═════ The input

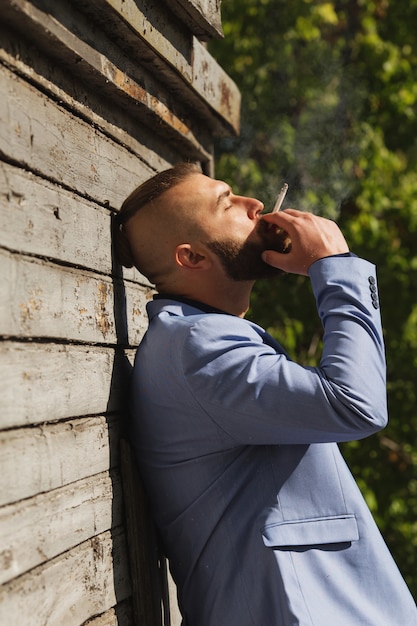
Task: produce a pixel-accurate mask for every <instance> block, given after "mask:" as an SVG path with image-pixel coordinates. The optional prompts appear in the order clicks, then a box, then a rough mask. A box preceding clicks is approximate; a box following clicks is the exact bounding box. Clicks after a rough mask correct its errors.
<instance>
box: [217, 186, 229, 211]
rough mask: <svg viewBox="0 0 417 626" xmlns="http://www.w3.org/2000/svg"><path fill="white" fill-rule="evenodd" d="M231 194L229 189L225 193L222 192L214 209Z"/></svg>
mask: <svg viewBox="0 0 417 626" xmlns="http://www.w3.org/2000/svg"><path fill="white" fill-rule="evenodd" d="M231 193H232V189H231V187H229V188H228V189H226V191H223V192H222V193H221V194H220V195H219V196H218V198H217V202H216V207H218V206H220V204H221V203H222V202H223V200H225V199H226V198H228V197H229V196H230V194H231Z"/></svg>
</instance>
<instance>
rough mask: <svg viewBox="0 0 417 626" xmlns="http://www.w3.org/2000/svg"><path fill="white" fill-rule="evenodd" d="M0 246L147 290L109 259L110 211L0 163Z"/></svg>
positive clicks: (111, 255) (145, 282) (140, 283)
mask: <svg viewBox="0 0 417 626" xmlns="http://www.w3.org/2000/svg"><path fill="white" fill-rule="evenodd" d="M0 201H1V202H2V203H4V206H6V205H7V210H2V211H0V247H4V248H6V249H7V250H9V251H12V252H19V253H22V254H30V255H34V256H37V257H38V258H42V260H45V258H48V259H50V260H56V261H60V262H63V263H65V264H68V265H73V266H75V267H78V268H86V269H91V270H94V271H97V272H99V273H100V274H111V273H116V272H117V273H118V275H122V276H123V277H124V278H126V279H127V280H129V281H131V282H136V283H138V284H139V285H142V286H143V285H144V286H148V287H149V288H152V285H151V284H150V283H149V281H148V280H147V279H146V278H145V277H144V276H142V275H141V274H140V273H139V272H138V271H137V270H136V269H134V268H133V269H126V268H124V269H123V270H122V269H121V268H120V267H119V266H118V264H117V261H115V260H113V259H112V252H111V232H110V231H111V225H110V221H111V212H110V211H109V210H108V209H105V208H103V207H101V206H99V205H96V204H94V203H93V202H91V201H89V200H86V199H82V198H80V197H79V196H78V195H77V194H76V193H74V192H71V191H67V190H66V189H63V188H62V187H61V186H59V185H56V184H53V183H50V182H49V181H47V180H45V179H42V178H41V177H39V176H36V175H34V174H32V173H31V172H27V171H26V170H22V169H20V168H18V167H15V166H13V165H9V164H8V163H4V162H3V163H2V162H0Z"/></svg>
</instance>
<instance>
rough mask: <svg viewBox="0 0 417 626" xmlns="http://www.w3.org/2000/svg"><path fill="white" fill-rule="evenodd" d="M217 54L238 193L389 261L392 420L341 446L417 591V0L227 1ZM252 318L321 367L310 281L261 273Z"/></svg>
mask: <svg viewBox="0 0 417 626" xmlns="http://www.w3.org/2000/svg"><path fill="white" fill-rule="evenodd" d="M222 11H223V27H224V32H225V39H224V40H223V41H219V42H213V44H211V51H212V53H213V54H214V55H215V56H216V58H217V59H218V60H219V62H220V64H221V65H222V66H223V67H224V68H225V69H226V71H227V72H228V73H229V74H230V75H231V76H232V77H233V79H234V80H235V81H236V83H237V84H238V86H239V87H240V89H241V91H242V97H243V105H242V133H241V135H240V137H238V138H236V139H227V140H222V141H220V143H219V144H218V145H217V147H216V170H217V172H216V174H217V176H218V177H219V178H223V179H224V180H227V182H229V183H230V184H231V185H232V186H233V187H234V188H235V189H236V190H238V191H239V193H243V194H248V195H251V196H256V197H258V198H259V199H261V200H262V201H264V203H265V205H266V206H267V207H272V204H273V201H274V199H275V196H276V194H277V192H278V190H279V189H280V187H281V185H282V182H283V181H284V180H285V181H287V182H288V183H289V185H290V189H289V192H288V194H287V198H286V201H285V204H284V207H285V206H290V205H291V206H295V207H297V208H302V209H306V210H309V211H313V212H317V213H319V214H321V215H325V216H328V217H331V218H332V219H337V220H338V222H339V223H340V225H341V227H342V229H343V231H344V232H345V234H346V237H347V240H348V242H349V244H350V246H351V249H352V250H353V251H354V252H356V253H357V254H358V255H360V256H364V257H365V258H367V259H369V260H370V261H372V262H375V263H376V264H377V265H378V277H379V288H380V299H381V303H382V315H383V323H384V332H385V340H386V351H387V360H388V400H389V407H390V424H389V426H388V428H387V429H385V431H383V432H382V433H380V434H379V436H376V437H372V438H370V439H367V440H364V441H361V442H352V443H351V444H346V445H344V446H343V449H344V454H345V456H346V458H347V460H348V462H349V464H350V466H351V468H352V470H353V472H354V474H355V476H356V478H357V480H358V482H359V484H360V487H361V489H362V491H363V493H364V495H365V497H366V498H367V501H368V503H369V505H370V507H371V509H372V511H373V513H374V515H375V517H376V519H377V521H378V523H379V525H380V527H381V530H382V532H383V534H384V536H385V538H386V539H387V542H388V544H389V546H390V548H391V550H392V551H393V553H394V556H395V557H396V559H397V562H398V564H399V566H400V569H401V571H402V572H403V574H404V575H405V576H406V578H407V580H408V582H409V584H410V587H411V589H412V592H413V593H414V595H415V597H417V567H416V556H415V554H416V551H415V548H416V547H417V521H416V520H417V471H416V470H417V410H416V405H417V391H416V381H417V142H416V137H417V82H416V78H415V77H416V70H417V38H416V37H415V24H416V23H417V0H411V1H410V0H395V1H394V0H338V1H334V2H323V1H318V2H317V1H314V2H313V1H312V0H292V1H291V2H287V1H284V0H228V2H225V3H223V5H222ZM250 316H251V317H252V318H253V319H256V321H258V322H259V323H260V324H262V325H263V326H265V327H266V328H268V330H269V331H270V332H271V333H272V334H274V335H275V336H276V337H277V338H278V339H279V340H280V341H281V342H282V343H284V345H286V347H287V348H288V349H289V351H290V353H291V354H292V355H293V356H295V357H296V358H297V359H298V360H299V361H300V360H301V362H303V363H306V364H313V363H314V362H316V361H317V359H318V358H319V354H320V348H321V328H320V322H319V320H318V318H317V314H316V313H315V309H314V303H313V302H312V295H311V291H310V287H309V283H308V280H306V279H304V278H303V277H294V276H291V277H290V276H288V277H287V276H283V277H282V279H281V280H280V281H277V282H276V283H274V284H272V283H271V282H268V283H265V282H262V281H260V282H259V283H258V285H257V287H256V291H255V293H254V298H253V303H252V308H251V311H250Z"/></svg>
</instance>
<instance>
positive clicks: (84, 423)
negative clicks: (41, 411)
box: [0, 416, 121, 505]
mask: <svg viewBox="0 0 417 626" xmlns="http://www.w3.org/2000/svg"><path fill="white" fill-rule="evenodd" d="M120 430H121V426H120V421H119V420H117V419H116V418H114V417H113V418H111V419H110V418H109V419H106V418H104V417H103V416H98V417H89V418H82V419H78V420H71V421H68V422H63V423H57V424H45V425H43V426H41V427H35V428H20V429H17V430H8V431H2V432H0V468H1V471H0V505H5V504H11V503H13V502H18V501H19V500H22V499H24V498H30V497H33V496H35V495H37V494H39V493H45V492H47V491H50V490H52V489H58V488H60V487H64V486H65V485H69V484H71V483H74V482H75V481H79V480H82V479H84V478H87V477H89V476H92V475H94V474H99V473H101V472H106V471H108V470H109V469H111V468H114V467H116V465H117V463H118V462H119V438H120Z"/></svg>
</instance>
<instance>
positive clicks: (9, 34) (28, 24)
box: [0, 5, 177, 178]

══════════

Please give back exactly the lines from the first line of the records above through the line containing "box: [217, 186, 229, 211]", only those and both included, with the pictures removed.

### [Answer space]
Task: produce a pixel-accurate mask for every <instance> block, given after "mask:" as an SVG path with image-pixel coordinates. The optional prompts appear in the order clicks, then a box, then a rough mask. A box preceding clicks is approximate; a box following clicks is the exact bounding box. Clicks after a rough mask correct its errors.
<instance>
box: [217, 186, 229, 211]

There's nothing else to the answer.